*Parts of the exercise*
1. In the article on light therapy, what other name is given for the practice?
2. Pick up the article on light therapy after its final sentence and keep writing it.

*Source passage*
Light Therapy May Help Banish Winter Blues

The January blahs may have nothing to do with the three pounds you gained in December or the Christmas thank-you notes that remain unwritten. They may signify you’re not getting enough sun, and the solution may be as easy as turning on a light.

Light therapy is as simple as it sounds: sitting near a bright light often enough and long enough for the brain to think that it’s getting orders from the sun, which is in short supply in winter months.

Also called phototherapy, light therapy is surging in popularity, thanks to a spate of studies that show it to be effective in improving mood, reducing fatigue and improving focus. The practice has also benefited from a decline in prices that have made light therapy lamps affordable for more people.

Nikki Martinez, a Chicago psychologist, said only a few years ago the most inexpensive lights used for phototherapy cost several hundred dollars, but good ones are now available for less than $100, and no prescription is needed.

“I believe they help,” Martinez said. “I believe the research, and I have seen them work for myself and for patients.”

Studies by the Mayo Clinic, the University of Vermont and Columbia University, among others, have shown significant and sustained improvement in the moods and focus of people who try light therapy. The therapy has even helped Alzheimer’s patients sleep and focus better, and it’s being tried in schools to help winter-weary students pay attention.

In Sweden, one high school has installed therapy lights throughout the building. And in Erie, Pennsylvania, a reading teacher saw an improvement in fourth-graders’ attention after just a few days using the light. “The few days that I used it were wonderful,” said teacher Lynda Pryor. “They were more on target than they usually are.”

*Data listing*
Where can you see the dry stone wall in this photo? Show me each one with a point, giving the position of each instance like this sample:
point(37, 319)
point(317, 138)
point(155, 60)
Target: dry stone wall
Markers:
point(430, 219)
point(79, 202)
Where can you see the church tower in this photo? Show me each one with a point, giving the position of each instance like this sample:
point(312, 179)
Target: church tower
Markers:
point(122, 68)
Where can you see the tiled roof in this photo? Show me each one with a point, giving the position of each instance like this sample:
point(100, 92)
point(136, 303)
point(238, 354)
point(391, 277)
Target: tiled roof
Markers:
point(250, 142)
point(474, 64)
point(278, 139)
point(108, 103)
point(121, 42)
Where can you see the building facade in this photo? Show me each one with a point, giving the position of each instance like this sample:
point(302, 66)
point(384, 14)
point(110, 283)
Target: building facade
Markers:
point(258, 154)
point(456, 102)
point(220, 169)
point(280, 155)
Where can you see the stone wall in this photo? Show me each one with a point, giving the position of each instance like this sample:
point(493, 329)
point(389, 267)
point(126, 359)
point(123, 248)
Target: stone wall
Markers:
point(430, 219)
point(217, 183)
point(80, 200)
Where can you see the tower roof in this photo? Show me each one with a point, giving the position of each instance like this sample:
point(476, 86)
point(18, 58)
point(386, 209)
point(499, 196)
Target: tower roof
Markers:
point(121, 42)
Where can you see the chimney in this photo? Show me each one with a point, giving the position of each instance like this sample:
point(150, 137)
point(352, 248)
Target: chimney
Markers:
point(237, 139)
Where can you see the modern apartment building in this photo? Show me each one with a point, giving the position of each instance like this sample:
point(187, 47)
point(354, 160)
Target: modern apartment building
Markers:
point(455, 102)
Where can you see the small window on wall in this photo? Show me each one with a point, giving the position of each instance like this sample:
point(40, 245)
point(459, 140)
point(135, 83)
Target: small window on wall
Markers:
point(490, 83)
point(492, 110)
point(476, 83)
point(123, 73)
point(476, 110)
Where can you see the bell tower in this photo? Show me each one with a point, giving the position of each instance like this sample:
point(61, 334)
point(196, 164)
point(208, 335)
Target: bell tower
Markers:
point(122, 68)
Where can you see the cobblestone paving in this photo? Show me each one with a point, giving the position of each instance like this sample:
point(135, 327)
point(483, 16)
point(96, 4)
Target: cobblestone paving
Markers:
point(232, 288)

*Task-by-task outputs*
1. Phototherapy.

2.
Unlike tanning beds and booths, which are considered carcinogens, light therapy lamps do not emit ultraviolet light. Instead, they use white or blue light that ranges in intensity from 5,000 to 10,000 lux. That’s 100 times brighter than a room lit normally, but only half as bright as strong sunlight. Another way the lights are different from tanning beds: You have to have your eyes open to get the benefit. (People using tanning beds must protect their eyes.)

“The light needs to get into the retina to be effective,” said Jeffrey Anshel, an optometrist in Encinitas, California. The retina, he explained, sends a message to the part of the brain that controls circadian rhythms, the day-and-night cycle that governs most living organisms, and is disrupted by changes like travel across time zones or shortened days in winter. That message is, in effect, everything’s all right.

For most healthy people, light therapy can be an inexpensive way to lift spirits and raise energy levels without drugs, Martinez, the Chicago psychologist, said. And she finds it easy to work into her day: She uses her light in the morning while she is reading email.

“We’ve had long and hard winters here for the past few years, and I have noticed an increase in depression in my patients. I’m not saying that this eliminates it completely, but it does help,” Martinez said.

“In Chicago, winter is nine months out of the year, and we do anything it takes to get through it.”